Work request
The exercise asks you to copy every line below in which "storage" appears.

Study material
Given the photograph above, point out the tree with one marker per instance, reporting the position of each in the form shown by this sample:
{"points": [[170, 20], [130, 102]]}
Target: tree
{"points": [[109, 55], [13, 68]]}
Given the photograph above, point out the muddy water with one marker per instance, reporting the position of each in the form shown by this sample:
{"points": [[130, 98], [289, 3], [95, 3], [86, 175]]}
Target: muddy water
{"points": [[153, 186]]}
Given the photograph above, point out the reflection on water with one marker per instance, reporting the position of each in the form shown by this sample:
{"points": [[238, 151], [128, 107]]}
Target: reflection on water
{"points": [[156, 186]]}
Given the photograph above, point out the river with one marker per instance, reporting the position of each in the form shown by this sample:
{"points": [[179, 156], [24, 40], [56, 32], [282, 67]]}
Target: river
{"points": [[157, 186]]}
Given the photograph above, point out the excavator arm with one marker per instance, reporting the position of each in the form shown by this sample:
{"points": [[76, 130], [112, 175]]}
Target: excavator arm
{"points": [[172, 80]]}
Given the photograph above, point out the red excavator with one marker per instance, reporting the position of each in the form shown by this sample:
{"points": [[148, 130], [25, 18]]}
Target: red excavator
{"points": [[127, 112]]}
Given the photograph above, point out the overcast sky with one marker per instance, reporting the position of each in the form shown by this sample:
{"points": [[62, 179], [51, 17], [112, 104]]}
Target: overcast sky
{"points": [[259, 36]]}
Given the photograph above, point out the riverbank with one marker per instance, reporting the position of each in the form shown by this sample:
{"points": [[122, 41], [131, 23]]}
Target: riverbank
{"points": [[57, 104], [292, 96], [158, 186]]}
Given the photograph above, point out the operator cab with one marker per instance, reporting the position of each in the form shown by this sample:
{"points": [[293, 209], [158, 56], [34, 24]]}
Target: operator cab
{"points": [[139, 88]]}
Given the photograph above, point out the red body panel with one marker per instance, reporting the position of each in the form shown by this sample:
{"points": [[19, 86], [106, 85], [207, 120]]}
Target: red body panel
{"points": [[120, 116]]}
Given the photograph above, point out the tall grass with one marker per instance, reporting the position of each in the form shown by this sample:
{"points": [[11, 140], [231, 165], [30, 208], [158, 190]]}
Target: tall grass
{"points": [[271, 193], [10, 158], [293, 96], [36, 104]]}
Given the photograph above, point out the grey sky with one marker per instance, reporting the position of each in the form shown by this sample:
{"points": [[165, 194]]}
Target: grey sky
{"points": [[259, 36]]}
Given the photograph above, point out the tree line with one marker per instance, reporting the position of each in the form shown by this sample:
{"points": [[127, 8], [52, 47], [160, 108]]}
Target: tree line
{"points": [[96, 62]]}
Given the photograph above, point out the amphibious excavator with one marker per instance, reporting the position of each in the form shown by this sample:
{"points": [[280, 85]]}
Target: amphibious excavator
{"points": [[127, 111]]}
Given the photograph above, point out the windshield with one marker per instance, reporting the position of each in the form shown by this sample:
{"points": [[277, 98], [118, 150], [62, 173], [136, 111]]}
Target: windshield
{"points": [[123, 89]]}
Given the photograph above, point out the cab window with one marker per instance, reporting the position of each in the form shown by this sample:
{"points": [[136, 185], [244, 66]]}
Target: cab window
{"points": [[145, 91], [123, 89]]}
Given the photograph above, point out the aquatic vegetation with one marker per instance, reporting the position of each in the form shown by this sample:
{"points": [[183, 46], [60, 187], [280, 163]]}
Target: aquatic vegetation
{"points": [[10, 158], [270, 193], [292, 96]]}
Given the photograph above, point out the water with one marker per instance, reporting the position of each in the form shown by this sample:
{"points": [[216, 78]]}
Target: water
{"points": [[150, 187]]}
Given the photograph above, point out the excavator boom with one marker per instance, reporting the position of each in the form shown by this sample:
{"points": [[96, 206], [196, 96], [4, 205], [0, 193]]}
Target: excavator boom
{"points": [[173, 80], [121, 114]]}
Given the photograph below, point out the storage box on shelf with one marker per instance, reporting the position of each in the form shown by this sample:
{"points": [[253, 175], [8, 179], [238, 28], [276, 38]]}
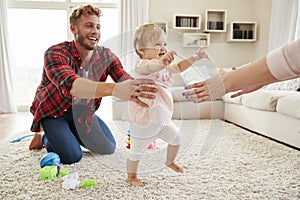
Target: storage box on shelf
* * *
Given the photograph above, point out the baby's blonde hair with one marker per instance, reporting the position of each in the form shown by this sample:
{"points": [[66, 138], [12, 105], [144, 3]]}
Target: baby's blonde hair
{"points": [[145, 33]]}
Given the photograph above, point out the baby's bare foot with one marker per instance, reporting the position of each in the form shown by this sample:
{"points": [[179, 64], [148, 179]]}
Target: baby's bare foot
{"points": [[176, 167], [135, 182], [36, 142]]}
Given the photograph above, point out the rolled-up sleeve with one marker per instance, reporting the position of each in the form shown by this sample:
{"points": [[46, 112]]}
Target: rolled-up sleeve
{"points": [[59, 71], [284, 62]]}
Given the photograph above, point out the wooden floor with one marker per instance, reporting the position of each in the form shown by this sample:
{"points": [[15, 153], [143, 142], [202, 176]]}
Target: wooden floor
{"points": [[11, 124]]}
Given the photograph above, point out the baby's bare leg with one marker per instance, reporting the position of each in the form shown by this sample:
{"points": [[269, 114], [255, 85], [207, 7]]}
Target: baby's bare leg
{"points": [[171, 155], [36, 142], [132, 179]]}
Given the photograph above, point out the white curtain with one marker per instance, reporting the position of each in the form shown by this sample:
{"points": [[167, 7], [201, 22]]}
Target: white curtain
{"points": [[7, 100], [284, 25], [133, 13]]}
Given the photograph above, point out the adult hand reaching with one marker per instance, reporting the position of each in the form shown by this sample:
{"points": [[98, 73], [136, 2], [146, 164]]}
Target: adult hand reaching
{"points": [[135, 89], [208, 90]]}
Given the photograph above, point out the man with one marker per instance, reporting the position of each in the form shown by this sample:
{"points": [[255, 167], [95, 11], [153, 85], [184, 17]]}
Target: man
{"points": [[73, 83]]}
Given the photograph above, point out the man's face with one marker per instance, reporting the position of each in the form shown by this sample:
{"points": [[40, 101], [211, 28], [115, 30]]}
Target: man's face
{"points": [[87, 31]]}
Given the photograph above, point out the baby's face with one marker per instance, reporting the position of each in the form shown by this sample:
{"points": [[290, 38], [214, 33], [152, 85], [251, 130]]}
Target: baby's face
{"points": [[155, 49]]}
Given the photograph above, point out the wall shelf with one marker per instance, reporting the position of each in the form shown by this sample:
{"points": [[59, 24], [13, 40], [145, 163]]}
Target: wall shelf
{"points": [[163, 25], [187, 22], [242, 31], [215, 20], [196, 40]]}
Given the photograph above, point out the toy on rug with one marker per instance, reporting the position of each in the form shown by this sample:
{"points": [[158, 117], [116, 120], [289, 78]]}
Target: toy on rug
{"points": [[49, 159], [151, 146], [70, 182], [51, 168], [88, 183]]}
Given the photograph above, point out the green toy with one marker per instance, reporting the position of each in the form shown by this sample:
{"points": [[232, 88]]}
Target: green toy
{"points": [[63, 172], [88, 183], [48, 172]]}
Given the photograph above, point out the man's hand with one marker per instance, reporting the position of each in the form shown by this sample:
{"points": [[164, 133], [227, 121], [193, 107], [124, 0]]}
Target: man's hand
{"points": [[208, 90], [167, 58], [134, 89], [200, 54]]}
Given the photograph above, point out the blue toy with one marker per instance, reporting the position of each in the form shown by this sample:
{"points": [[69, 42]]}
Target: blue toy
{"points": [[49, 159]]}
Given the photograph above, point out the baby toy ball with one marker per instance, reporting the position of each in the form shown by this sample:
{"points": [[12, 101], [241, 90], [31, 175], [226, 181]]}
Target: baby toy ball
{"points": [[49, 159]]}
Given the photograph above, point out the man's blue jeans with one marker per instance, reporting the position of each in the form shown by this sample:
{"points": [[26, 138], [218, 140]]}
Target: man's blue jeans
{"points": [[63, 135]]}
==
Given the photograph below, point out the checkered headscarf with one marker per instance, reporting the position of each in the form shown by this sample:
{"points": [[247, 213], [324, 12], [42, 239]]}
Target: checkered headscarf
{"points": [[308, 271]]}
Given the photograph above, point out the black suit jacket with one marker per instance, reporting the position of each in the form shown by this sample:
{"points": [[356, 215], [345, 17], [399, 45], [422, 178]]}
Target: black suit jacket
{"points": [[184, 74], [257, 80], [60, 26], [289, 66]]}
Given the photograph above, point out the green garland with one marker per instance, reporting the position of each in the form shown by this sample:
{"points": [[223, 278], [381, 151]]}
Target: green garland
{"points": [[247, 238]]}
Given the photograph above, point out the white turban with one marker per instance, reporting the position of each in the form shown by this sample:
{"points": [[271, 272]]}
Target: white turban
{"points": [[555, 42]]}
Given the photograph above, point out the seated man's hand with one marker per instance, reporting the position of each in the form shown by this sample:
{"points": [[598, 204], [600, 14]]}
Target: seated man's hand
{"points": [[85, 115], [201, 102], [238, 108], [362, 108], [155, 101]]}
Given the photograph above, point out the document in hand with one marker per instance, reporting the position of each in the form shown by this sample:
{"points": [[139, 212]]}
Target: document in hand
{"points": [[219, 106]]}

Result
Given the photograph below, point out the storage box on shelf with one marker per instance, reporting the position of each in the form shown by this sample:
Target: storage box on shelf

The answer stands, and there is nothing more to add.